Pull out each line of the material below that contains the string "instance". Case matters.

[Items listed in a dataset]
------------------------------------------------
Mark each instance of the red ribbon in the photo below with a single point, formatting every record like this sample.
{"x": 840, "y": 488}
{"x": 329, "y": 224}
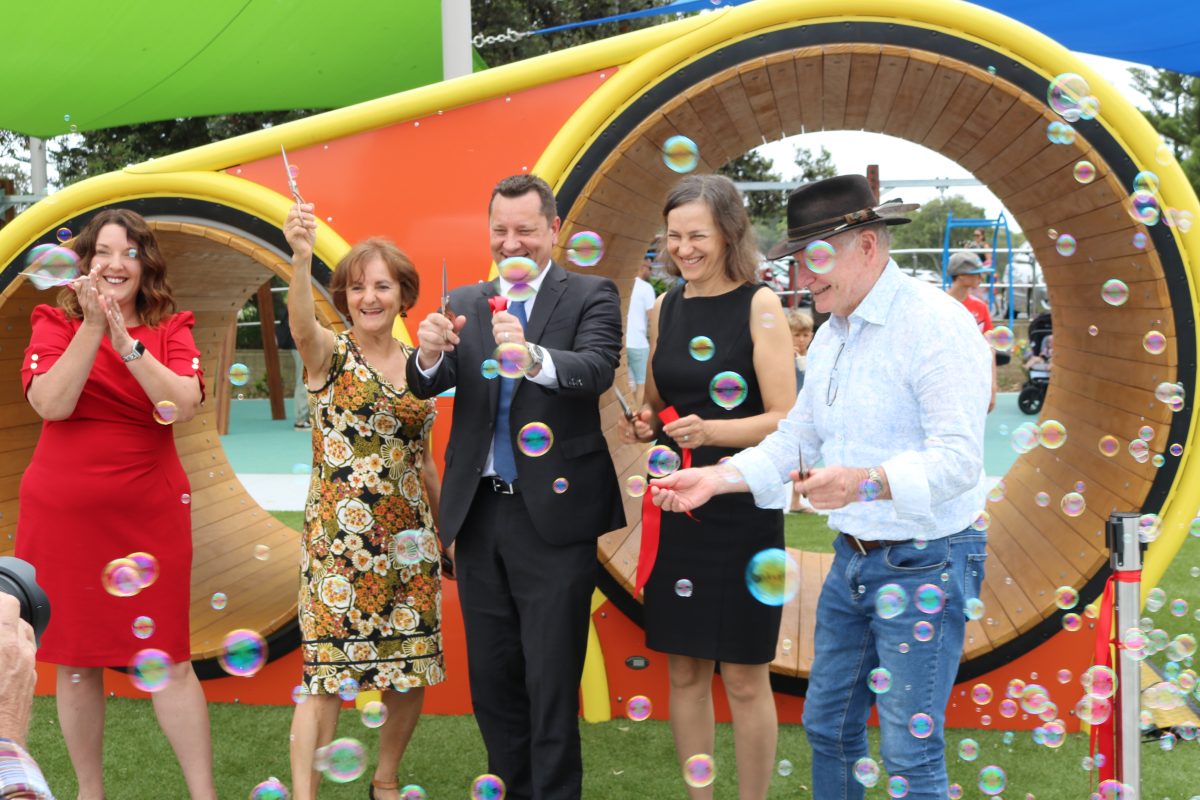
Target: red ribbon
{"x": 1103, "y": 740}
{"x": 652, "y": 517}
------------------------------------------------
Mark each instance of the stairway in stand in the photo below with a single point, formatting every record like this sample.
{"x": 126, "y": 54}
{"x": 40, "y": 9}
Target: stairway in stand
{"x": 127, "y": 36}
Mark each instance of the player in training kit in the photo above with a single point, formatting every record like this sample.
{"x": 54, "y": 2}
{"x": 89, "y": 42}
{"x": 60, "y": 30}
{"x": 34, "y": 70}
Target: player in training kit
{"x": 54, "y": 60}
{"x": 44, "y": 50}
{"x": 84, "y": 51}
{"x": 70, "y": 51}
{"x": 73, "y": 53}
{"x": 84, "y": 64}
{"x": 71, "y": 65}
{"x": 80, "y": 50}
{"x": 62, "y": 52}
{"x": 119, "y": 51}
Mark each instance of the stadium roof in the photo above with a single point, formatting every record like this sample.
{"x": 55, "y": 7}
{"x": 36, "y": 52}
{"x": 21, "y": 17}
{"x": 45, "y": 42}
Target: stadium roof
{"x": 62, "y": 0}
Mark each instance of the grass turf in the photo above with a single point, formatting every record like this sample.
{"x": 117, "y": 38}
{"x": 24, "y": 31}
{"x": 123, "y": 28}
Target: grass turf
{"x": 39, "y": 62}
------------------------------------------------
• **Answer to this exercise**
Mark each instance of the red ribbon in the photo below with a single point, formatting every record like this sample.
Mark each instance of the stairway in stand in the photo below with a single point, formatting every record like this sample.
Mark each instance of the player in training kit in the photo above with a single point, formatting every record like this sample.
Mark each instance of the stadium roof in the photo above with a single point, formatting every record like this sample.
Mark each instance of the grass turf in the photo above with a single point, formatting every record like this sample.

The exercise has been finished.